Exercise brief: Copy the items below word for word, from the beginning through the line containing "[487,134,534,272]", and leave the pictures out of your copy.

---+---

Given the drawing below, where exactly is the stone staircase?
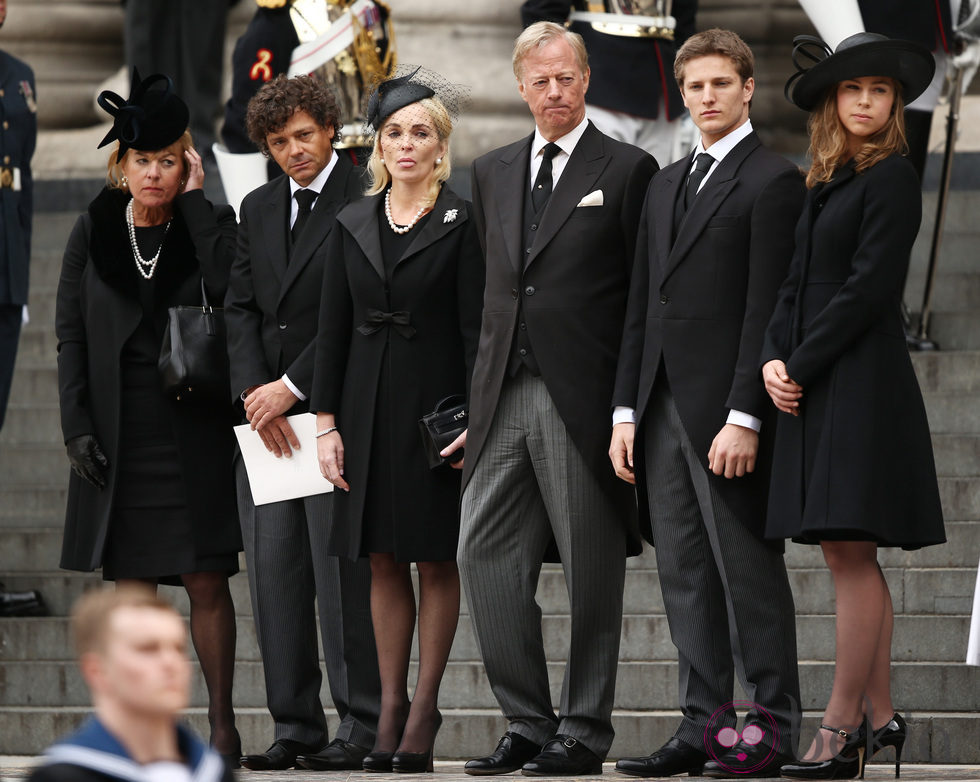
[0,182,980,763]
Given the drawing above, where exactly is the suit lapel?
[396,187,467,266]
[259,175,291,288]
[337,195,385,280]
[528,122,608,266]
[664,132,760,279]
[282,155,353,293]
[487,134,534,272]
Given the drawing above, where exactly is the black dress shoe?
[701,741,793,779]
[0,589,49,616]
[463,730,541,777]
[521,733,602,777]
[616,736,708,777]
[240,739,315,771]
[296,739,371,771]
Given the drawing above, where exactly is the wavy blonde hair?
[105,130,194,193]
[365,96,453,207]
[806,79,908,187]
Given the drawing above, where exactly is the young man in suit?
[609,29,804,777]
[225,76,381,770]
[458,22,657,776]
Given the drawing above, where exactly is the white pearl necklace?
[126,198,172,280]
[385,188,425,234]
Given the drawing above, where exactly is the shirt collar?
[694,120,752,163]
[531,117,589,160]
[289,149,338,198]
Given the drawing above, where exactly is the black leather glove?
[65,434,109,489]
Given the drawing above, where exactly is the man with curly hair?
[225,76,381,770]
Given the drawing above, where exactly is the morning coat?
[311,186,484,561]
[55,188,241,571]
[613,132,804,543]
[762,155,946,548]
[463,122,657,553]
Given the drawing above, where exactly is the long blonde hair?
[365,96,453,207]
[806,79,908,187]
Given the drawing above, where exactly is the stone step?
[0,486,68,524]
[911,350,980,394]
[0,404,64,448]
[0,596,975,672]
[3,660,980,711]
[929,309,980,350]
[0,707,980,764]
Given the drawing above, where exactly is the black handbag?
[419,394,469,470]
[157,278,231,402]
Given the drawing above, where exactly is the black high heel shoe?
[865,712,908,779]
[779,722,868,779]
[391,711,442,774]
[361,701,412,774]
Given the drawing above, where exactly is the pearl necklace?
[126,198,172,280]
[385,188,426,234]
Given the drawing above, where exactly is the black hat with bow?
[784,33,936,111]
[98,68,190,159]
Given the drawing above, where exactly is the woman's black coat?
[55,189,241,571]
[762,156,946,548]
[311,186,485,561]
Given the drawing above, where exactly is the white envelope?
[235,413,333,505]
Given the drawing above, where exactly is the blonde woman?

---+---

Exercise output:
Given the drawing below, where exactly is the stone staircase?
[0,182,980,763]
Given the drawing above, where exactly is the suit lapel?
[396,187,467,266]
[259,175,291,288]
[337,195,385,280]
[528,122,608,266]
[664,132,760,279]
[282,155,353,293]
[487,134,534,272]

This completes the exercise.